▸ WHAT YOU ARE ASKED TO DO: Gather and copy out every line of the listing below that contains the string "upper". Letter case counts, so match it precisely.

# START OF EXTRACTED RECORDS

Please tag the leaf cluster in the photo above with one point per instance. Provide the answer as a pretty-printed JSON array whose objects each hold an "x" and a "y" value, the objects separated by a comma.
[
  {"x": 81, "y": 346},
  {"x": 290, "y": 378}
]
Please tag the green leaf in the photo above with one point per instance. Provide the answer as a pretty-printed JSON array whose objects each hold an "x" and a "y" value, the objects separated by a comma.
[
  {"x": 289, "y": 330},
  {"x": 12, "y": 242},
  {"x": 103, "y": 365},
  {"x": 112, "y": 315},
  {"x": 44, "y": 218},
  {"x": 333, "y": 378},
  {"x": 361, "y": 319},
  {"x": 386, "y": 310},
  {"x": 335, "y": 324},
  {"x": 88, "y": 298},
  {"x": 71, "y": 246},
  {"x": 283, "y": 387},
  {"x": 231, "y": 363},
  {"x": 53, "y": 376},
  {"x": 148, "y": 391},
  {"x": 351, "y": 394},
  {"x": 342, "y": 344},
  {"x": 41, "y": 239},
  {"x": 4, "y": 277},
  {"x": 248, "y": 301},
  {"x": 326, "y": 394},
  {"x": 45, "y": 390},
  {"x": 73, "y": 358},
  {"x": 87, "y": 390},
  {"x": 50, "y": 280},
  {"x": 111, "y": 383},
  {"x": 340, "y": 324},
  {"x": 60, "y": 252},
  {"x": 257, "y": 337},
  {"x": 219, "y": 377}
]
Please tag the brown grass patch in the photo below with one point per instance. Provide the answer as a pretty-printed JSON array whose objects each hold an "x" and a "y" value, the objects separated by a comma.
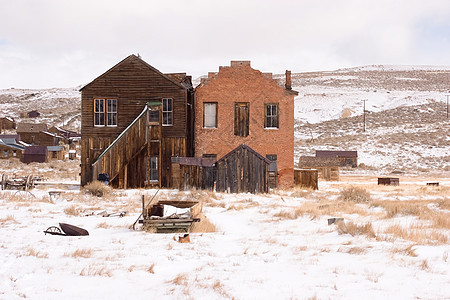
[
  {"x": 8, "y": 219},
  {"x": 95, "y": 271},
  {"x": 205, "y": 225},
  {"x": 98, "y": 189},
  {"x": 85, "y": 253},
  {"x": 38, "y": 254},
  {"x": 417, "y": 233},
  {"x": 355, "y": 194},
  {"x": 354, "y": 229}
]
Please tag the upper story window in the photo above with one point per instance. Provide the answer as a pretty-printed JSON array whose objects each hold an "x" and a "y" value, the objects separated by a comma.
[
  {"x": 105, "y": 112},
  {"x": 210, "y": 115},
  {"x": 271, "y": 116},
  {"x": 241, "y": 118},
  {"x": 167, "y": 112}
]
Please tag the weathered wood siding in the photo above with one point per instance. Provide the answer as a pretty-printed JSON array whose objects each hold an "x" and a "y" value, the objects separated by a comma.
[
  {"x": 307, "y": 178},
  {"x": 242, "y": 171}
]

# END OF EXTRACTED RECORDS
# START OF EXTRACTED RECORDS

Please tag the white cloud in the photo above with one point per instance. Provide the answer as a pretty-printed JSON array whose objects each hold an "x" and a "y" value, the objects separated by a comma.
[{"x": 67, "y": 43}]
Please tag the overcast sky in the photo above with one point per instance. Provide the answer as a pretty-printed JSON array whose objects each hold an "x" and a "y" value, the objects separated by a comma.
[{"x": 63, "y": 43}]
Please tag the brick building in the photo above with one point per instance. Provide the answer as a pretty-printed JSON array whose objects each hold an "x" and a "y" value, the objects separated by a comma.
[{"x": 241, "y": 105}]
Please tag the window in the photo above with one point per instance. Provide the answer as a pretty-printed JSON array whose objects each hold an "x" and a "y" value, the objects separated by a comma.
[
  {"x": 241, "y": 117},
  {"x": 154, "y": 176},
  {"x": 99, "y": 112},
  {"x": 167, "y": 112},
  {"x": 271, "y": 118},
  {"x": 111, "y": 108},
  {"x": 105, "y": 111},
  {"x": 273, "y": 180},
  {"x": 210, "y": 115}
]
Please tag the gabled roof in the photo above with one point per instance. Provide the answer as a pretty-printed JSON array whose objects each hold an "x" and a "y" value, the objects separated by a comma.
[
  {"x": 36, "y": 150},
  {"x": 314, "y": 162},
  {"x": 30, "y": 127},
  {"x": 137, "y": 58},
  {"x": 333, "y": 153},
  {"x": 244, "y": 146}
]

# END OF EXTRACTED RECORDS

▸ SOLVED PROBLEM:
Please tag the upper story window in the photo above with one point per instance. Provide the answer as a pretty-printed JSON array whose objects each hold an "x" and a "y" value, the objects separated by a comma.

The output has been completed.